▸ **Tareas por realizar**
• A. En el texto sobre la niña Samhantha Brooks Vizcaya, ¿qué grado cursa y en qué centro estudia?
• B. Prosiga el texto sobre la niña Samhantha Brooks Vizcaya a partir de su última oración.

▸ **Fragmento del documento**
┌──

Con su inocente y feliz sonrisa me saluda, antes de retirase el nasobuco, el que me aclara “solo se quita porque va a decirme una poesía y hablarme de la importancia que los niños se vacunen”.
Lo hace con una dicción que ya muchos como yo podríamos envidiar. Es la niña Samhantha Brooks Vizcaya, tiene siete años de edad y estudia el primer grado en el seminternado Iván Rodríguez, ella es como un angelito travieso que se aparece en cualquier oficina de la sede del Gobierno provincial del Poder Popular de Guantánamo, donde trabaja su madre, para regalarnos una sonrisa o alguna de sus ocurrencias.
“Samy”, como le llamamos sus tíos y tías del Gobierno, nos dice que lo “lo más malo del coronavirus es que tenía que estar todo el tiempo guardada en la casa, pero sabía que tenía que hacerlo para no enfermarme”.

└──

▸ **Registros almacenados**

┌──

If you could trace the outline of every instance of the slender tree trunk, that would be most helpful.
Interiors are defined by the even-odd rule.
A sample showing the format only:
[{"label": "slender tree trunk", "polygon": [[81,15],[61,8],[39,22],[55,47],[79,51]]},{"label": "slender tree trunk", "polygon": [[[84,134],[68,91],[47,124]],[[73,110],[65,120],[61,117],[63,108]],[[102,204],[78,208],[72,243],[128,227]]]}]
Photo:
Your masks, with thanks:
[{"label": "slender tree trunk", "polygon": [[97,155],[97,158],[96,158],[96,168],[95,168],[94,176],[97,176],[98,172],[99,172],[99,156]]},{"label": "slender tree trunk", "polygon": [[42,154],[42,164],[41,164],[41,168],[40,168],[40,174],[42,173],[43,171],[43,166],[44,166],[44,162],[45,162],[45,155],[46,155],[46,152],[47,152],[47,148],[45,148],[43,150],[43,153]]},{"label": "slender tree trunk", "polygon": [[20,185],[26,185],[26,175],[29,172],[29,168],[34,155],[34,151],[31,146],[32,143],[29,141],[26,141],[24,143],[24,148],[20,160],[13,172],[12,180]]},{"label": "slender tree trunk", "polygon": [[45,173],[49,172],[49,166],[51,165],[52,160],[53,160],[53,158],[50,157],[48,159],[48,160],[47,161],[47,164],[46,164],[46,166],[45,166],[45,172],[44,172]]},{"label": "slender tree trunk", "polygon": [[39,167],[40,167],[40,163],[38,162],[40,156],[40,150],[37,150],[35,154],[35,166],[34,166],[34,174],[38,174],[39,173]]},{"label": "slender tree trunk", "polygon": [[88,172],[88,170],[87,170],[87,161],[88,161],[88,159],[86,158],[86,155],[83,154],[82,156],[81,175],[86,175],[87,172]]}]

└──
┌──

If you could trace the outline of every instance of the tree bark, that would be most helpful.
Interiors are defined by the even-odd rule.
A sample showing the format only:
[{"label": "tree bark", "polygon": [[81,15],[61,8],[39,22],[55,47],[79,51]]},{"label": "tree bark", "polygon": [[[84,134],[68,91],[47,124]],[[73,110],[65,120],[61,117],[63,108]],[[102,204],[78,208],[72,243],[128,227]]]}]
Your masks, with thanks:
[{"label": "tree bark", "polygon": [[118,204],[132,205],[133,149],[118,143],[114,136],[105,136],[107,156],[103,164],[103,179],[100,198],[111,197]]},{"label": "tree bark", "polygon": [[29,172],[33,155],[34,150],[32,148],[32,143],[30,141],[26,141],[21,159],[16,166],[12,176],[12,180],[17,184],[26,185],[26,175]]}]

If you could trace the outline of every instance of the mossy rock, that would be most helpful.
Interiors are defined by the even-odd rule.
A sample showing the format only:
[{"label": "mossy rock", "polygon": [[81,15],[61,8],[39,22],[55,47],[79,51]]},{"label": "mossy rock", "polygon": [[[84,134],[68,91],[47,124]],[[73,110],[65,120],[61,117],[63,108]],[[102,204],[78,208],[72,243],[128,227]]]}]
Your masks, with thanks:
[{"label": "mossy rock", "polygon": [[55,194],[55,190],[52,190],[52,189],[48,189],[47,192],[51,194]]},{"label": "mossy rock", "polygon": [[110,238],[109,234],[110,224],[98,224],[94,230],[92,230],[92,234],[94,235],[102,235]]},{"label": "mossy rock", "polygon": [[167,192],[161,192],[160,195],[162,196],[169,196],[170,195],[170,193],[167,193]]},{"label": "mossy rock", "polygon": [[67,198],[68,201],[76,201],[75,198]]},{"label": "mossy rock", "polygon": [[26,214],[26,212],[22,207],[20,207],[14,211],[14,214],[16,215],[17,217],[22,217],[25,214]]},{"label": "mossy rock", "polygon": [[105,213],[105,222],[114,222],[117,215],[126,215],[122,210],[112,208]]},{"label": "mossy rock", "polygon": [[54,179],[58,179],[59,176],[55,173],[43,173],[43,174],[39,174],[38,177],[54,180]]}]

└──
┌──

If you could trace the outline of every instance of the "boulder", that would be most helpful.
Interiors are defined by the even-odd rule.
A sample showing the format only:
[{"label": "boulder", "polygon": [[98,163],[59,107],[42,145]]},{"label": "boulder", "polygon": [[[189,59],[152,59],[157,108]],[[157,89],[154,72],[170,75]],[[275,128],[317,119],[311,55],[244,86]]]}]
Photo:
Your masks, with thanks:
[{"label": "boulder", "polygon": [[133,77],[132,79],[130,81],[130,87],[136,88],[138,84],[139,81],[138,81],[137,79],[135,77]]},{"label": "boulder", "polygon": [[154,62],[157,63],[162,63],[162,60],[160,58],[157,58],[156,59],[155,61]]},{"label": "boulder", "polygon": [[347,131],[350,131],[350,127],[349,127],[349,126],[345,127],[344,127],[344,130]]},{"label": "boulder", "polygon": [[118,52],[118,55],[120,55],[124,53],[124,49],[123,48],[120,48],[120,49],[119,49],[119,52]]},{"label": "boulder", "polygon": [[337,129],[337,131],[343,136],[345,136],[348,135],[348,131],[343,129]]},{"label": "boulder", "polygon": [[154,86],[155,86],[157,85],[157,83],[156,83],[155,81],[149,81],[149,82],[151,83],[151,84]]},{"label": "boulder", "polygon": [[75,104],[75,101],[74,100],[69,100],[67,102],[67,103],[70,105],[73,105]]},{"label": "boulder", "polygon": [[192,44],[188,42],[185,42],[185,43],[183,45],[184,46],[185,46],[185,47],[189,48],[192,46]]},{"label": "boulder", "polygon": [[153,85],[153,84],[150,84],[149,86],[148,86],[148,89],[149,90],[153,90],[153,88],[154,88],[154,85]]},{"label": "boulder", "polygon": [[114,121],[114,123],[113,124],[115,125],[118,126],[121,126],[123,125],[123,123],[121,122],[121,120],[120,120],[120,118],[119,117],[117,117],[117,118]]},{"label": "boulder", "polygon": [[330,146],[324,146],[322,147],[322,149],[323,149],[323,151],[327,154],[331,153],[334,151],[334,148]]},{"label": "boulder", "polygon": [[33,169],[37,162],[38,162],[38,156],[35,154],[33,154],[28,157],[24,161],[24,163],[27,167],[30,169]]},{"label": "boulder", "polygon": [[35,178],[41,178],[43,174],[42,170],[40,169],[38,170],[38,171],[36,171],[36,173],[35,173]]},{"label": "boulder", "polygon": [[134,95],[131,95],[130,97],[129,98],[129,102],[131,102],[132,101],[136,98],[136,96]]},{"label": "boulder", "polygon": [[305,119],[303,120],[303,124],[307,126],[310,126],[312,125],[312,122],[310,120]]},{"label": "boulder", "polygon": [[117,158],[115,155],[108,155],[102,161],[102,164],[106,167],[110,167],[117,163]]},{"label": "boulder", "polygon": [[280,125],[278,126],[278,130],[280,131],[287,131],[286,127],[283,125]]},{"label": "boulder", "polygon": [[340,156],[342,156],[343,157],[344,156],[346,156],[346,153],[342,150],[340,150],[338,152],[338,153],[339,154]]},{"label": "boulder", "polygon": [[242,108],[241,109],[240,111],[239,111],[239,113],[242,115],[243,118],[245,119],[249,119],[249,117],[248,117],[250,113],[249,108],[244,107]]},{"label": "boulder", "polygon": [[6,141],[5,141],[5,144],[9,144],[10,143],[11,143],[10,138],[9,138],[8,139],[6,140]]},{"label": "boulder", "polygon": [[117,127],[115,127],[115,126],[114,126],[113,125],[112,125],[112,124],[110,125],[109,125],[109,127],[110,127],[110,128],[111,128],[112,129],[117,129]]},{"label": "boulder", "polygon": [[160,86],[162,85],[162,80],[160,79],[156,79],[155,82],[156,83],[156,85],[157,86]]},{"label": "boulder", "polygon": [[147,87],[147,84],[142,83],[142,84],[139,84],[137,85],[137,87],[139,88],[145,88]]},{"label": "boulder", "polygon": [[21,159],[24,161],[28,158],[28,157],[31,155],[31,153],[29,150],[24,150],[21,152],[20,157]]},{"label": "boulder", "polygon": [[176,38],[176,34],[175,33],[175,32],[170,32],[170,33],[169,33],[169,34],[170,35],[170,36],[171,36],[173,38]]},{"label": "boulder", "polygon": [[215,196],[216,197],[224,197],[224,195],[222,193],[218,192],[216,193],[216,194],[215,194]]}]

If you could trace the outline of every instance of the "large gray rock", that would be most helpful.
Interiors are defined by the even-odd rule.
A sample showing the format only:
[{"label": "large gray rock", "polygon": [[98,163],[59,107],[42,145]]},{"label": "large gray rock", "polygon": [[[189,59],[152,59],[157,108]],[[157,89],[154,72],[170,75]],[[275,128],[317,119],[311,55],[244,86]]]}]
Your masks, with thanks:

└──

▸ **Respuestas del ejercicio**
• A. Cursa el primer grado en el seminternado Iván Rodríguez.

• B.
Cuenta que ese tiempo de Covid lo pasó viendo muñequitos, aprendiendo a leer y repasando con Shirley, su hermana mayor, estudiante del duodécimo grado en el instituto preuniversitario vocacional de Guantánamo, y haciendo dibujos para su papi Omar, cuando regrese de la misión internacionalista en Haití. “Ah Rodny – me dice- ahora también veo las teleclases y hago las tareas”.
Al preguntarle por las vacunas, contesta tocándose el hombro: “me dolió un poquito el pinchazo, bueno los dos pinchazos de Soberana 02 que me puso la seño enfermera en el policlínico, y todavía me falta uno el 13 de noviembre”.
Y llegó el momento de recitarme: “Soberana 02 o Abdala, no importa cuál de las dos tengamos, pero sabemos que nos protegerá”.
Como Samhanta, suman miles los niños de Guantánamo, la provincia más oriental de Cuba, que ya pronto terminan su esquema completo de inmunización, un logro posible en esta Isla, bloqueada por más de 62 años, por el Imperio más poderoso de la historia de la humanidad, por el único pecado de empeñarse a decidir su propio destino y un futuro seguro para los niños y niñas de hoy y del mañana.